## The data
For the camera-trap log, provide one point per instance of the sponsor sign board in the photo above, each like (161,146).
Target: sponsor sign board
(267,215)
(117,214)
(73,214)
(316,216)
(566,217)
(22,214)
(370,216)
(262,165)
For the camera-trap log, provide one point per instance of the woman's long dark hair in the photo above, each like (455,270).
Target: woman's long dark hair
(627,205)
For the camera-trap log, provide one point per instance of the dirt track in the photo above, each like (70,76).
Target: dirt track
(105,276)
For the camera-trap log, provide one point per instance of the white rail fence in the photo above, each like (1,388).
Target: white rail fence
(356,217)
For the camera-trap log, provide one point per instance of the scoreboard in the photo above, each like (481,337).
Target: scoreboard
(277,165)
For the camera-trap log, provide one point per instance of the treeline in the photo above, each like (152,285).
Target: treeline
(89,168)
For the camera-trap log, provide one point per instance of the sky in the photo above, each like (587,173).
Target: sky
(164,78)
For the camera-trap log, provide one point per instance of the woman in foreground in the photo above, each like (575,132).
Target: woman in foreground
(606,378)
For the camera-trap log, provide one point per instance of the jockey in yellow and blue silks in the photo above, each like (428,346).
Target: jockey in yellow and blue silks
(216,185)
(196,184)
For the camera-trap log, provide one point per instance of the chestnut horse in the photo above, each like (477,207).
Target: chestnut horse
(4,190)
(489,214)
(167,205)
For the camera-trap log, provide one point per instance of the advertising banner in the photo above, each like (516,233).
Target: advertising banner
...
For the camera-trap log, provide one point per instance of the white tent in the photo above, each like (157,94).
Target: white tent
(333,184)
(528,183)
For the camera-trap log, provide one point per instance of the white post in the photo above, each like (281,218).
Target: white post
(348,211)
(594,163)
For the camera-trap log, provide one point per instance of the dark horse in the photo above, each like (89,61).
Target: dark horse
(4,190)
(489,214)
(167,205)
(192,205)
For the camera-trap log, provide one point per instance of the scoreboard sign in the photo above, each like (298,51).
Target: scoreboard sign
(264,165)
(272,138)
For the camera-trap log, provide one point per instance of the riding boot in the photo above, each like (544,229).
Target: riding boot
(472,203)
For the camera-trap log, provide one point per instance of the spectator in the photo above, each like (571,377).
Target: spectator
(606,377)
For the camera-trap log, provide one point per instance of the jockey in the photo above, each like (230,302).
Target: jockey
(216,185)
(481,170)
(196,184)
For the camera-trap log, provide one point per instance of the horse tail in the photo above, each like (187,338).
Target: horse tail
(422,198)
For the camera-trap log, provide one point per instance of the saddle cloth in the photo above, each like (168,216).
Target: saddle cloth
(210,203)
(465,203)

## Task to complete
All lines in the listing above between the line with "Target: sky" and the line with "Target: advertising banner", inclusive, should be set down exactly, and no line outside that range.

## Answer to the exercise
Target: sky
(164,78)
For the camera-trap log, provide one point per instance of the woman in foreground in the photo above, each like (575,132).
Target: woman in foreground
(606,378)
For the camera-trap log, provide one point per instance of the jockey in yellow and blue silks in the photo above, each like (428,346).
Target: jockey in yellow and blue silks
(216,185)
(196,184)
For the camera-trap log, provide one point per instance of the chestnut horse in the photo above, each like (477,207).
Target: chestnut horse
(4,190)
(489,214)
(167,205)
For the camera-trap log, provide one point per instance of the advertising banner in the photo above, each like (516,233).
Target: advertising banner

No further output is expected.